━━ GIVEN RECORDS ━━
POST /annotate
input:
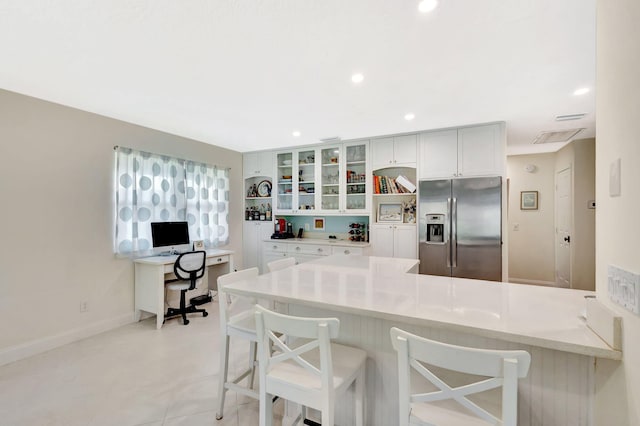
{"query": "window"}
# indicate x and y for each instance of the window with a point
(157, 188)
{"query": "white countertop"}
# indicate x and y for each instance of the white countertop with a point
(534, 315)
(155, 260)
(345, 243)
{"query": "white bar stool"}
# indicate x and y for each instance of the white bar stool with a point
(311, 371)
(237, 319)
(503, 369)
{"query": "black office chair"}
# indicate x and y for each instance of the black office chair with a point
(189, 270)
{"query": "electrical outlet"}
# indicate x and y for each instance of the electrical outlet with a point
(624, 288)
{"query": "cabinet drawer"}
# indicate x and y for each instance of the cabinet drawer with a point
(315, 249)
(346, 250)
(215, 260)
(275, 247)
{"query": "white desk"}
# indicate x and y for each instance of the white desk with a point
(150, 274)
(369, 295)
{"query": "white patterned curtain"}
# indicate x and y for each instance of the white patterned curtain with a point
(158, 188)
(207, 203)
━━━
━━ GIVEN RECORDS ━━
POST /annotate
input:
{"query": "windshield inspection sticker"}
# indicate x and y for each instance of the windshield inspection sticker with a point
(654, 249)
━━━
━━ GIVEN RECORDS ━━
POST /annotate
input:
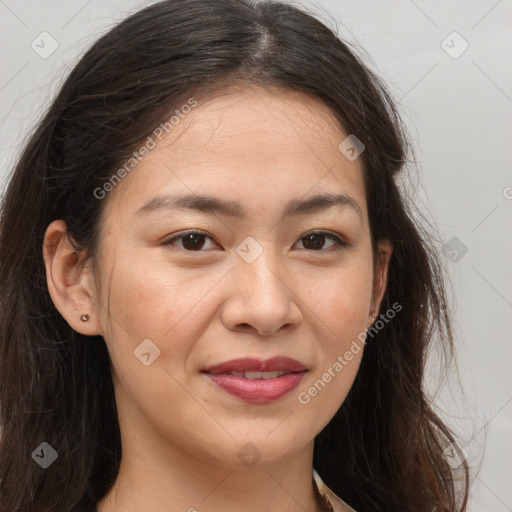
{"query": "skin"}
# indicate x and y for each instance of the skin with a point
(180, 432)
━━━
● PROBLEM REQUIREMENTS
Read through the material above, and whenever a line contains "query", copy it.

● RESPONSE FOR THIS EXERCISE
{"query": "window"}
{"query": "white countertop"}
{"query": "white bar stool"}
{"query": "black office chair"}
{"query": "electrical outlet"}
{"query": "cabinet drawer"}
{"query": "white desk"}
{"query": "white patterned curtain"}
{"query": "windshield inspection sticker"}
{"query": "skin"}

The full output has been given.